### Given problem
How many lines in the records below contain the string "white"? Case counts. Give only the number.

Excerpts from location labeling data

········

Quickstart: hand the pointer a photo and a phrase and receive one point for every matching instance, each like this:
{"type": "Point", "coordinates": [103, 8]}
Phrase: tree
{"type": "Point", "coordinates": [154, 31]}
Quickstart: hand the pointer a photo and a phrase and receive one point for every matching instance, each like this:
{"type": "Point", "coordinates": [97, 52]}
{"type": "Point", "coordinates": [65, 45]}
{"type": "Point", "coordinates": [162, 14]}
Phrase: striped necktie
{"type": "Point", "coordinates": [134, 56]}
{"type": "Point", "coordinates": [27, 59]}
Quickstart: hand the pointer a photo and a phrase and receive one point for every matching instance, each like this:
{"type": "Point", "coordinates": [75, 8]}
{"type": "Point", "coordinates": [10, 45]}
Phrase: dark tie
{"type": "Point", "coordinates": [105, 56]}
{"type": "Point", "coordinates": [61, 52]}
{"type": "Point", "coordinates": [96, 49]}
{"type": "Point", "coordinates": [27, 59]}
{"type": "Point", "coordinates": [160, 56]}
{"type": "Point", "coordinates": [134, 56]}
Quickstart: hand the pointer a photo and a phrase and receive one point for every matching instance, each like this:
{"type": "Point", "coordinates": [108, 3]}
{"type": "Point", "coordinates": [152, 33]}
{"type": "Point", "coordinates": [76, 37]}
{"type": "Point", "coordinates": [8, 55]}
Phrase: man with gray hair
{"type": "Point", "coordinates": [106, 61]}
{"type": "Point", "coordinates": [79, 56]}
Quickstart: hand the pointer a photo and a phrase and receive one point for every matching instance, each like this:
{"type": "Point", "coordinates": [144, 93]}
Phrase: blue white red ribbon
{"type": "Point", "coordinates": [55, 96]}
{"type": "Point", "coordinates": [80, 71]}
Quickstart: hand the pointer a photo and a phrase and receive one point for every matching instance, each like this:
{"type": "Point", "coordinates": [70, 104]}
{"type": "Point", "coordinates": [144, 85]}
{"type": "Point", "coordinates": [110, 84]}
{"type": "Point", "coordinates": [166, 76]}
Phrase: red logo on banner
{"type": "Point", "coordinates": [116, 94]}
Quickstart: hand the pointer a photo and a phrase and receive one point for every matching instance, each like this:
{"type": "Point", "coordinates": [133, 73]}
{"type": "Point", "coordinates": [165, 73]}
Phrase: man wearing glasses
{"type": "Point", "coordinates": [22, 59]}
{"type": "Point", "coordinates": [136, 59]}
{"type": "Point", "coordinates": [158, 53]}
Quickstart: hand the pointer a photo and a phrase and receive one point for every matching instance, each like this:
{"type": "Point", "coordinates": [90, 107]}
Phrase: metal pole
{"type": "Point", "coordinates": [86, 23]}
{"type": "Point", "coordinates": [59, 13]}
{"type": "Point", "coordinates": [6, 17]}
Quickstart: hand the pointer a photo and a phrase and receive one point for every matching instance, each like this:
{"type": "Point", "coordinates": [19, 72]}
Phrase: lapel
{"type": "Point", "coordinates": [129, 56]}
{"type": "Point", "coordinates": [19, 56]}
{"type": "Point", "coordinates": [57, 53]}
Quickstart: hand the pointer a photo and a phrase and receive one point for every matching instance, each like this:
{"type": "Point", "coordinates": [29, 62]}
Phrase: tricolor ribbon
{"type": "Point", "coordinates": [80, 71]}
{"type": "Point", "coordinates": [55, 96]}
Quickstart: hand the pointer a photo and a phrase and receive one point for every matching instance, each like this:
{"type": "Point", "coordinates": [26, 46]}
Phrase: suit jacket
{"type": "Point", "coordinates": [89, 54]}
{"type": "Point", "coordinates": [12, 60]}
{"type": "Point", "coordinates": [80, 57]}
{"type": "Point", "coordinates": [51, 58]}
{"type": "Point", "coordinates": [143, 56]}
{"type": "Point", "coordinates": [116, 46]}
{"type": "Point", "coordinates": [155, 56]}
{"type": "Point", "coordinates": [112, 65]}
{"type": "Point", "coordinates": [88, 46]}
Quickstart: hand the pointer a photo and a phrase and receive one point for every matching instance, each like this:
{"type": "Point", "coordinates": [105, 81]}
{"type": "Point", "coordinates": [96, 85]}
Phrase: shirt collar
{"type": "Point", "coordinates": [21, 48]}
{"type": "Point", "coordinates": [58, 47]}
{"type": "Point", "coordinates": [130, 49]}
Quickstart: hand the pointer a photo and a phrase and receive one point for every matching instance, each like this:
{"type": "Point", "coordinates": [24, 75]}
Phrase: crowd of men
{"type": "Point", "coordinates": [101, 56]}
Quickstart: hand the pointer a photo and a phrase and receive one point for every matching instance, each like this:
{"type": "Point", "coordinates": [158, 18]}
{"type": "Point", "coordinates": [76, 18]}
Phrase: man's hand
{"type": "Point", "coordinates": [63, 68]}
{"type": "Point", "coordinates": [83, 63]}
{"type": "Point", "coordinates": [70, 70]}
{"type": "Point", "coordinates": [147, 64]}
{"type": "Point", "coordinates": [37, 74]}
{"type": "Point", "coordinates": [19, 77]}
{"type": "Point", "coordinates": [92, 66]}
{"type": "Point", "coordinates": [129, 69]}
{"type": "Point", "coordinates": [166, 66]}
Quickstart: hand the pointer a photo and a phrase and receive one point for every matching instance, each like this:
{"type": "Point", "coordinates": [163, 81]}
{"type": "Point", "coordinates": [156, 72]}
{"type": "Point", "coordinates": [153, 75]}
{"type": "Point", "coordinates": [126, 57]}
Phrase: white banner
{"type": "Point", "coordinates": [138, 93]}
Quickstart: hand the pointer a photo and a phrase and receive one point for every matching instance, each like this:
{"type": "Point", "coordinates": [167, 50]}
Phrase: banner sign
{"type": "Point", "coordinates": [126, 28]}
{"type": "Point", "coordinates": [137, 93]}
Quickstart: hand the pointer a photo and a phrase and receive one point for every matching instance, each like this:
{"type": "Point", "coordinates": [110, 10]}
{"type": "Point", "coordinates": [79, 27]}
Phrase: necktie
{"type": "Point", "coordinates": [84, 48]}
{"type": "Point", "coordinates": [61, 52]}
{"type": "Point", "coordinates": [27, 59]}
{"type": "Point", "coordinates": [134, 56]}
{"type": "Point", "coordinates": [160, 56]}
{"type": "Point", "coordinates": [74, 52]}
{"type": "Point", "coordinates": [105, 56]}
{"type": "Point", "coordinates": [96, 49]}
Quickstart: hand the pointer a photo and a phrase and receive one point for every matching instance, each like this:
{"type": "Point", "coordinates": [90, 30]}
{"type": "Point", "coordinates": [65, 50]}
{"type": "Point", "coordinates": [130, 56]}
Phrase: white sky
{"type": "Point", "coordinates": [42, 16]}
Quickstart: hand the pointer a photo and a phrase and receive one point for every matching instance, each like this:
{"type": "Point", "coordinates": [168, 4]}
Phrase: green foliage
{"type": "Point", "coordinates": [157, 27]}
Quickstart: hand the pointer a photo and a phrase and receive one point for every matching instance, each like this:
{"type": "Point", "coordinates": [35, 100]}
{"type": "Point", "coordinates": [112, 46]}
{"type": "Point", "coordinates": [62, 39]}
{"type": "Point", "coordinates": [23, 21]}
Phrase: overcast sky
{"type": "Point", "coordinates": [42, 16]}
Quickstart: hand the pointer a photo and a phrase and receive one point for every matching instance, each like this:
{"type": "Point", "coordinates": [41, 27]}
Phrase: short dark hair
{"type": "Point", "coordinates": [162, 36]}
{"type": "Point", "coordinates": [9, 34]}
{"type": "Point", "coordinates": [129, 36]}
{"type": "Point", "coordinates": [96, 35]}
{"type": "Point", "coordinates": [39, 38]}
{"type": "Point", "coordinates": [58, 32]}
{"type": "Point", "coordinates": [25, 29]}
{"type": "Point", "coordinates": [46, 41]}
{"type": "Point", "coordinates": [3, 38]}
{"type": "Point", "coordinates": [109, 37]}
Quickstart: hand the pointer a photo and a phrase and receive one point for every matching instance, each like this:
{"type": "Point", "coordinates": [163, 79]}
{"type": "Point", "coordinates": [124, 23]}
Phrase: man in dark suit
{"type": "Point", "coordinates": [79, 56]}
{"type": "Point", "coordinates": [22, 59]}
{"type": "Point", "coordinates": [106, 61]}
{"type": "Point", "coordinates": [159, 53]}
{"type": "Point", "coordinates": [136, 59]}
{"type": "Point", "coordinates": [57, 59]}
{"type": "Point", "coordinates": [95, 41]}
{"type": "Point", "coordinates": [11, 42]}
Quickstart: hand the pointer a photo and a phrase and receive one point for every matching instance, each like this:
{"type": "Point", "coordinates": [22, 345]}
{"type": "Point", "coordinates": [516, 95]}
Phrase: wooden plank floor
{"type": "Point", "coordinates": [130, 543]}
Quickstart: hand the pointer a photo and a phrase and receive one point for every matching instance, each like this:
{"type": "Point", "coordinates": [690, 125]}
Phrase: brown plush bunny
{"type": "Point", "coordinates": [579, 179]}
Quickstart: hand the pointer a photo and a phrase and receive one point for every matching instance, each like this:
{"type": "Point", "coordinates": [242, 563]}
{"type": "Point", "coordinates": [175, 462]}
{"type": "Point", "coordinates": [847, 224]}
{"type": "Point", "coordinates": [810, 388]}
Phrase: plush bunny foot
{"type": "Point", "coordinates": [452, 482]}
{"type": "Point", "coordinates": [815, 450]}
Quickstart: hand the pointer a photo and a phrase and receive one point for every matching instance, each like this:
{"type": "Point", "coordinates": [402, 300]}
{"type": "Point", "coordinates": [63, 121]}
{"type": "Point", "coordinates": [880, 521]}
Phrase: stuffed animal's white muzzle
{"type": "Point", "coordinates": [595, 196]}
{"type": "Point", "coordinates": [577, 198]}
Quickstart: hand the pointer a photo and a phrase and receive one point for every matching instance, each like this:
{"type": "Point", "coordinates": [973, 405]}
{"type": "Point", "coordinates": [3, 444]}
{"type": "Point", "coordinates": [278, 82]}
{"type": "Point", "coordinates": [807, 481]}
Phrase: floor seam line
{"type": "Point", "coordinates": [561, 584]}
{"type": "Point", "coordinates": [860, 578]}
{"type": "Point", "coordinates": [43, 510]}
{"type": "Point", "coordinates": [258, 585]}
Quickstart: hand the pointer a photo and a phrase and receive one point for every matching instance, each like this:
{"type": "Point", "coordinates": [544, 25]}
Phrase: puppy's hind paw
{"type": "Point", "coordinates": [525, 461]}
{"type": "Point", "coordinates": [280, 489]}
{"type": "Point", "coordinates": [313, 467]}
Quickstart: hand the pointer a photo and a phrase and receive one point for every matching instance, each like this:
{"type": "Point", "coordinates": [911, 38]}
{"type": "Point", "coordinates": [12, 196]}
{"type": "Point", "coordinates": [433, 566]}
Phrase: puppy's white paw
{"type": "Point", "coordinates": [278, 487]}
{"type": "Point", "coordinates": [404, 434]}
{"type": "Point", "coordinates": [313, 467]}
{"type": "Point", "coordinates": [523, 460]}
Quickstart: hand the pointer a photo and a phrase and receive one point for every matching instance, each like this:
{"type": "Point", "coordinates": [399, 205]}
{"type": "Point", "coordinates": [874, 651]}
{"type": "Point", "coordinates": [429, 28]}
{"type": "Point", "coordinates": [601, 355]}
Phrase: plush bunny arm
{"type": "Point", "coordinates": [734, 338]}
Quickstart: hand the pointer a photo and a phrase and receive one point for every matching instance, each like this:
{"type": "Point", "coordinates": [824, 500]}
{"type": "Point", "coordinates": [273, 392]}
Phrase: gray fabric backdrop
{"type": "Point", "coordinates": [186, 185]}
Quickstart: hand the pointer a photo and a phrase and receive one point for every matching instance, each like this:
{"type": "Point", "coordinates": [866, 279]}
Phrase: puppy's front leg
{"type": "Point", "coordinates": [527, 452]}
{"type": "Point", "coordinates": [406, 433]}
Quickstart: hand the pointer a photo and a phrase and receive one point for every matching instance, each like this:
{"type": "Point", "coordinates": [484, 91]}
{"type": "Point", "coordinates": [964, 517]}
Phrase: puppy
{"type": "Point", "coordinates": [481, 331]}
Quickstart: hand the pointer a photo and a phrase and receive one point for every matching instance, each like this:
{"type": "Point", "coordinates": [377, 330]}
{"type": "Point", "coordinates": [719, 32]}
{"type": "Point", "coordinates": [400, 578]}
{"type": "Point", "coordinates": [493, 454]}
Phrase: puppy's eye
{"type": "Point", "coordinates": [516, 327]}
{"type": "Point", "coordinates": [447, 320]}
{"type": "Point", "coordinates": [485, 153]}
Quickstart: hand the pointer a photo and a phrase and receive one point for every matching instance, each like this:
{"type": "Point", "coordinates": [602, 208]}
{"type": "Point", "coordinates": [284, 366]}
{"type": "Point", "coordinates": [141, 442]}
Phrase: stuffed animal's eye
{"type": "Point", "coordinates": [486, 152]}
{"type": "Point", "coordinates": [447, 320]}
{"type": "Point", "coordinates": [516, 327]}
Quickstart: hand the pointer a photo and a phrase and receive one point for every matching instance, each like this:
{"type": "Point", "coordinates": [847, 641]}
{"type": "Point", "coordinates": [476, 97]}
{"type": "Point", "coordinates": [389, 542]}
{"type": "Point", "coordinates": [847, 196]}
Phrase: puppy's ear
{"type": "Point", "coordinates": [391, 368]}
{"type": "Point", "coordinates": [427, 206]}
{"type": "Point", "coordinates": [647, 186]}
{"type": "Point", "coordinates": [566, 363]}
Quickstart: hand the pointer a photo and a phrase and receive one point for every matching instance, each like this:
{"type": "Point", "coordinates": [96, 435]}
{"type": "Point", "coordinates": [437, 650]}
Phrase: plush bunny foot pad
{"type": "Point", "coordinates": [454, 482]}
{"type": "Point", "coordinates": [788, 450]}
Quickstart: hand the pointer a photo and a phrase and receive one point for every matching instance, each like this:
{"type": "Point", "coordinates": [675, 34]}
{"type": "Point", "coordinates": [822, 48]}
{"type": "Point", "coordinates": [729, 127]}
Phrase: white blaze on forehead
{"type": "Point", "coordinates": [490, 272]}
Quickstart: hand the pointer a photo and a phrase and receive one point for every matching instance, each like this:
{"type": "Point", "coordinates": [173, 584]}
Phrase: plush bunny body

········

### Reply to the task
6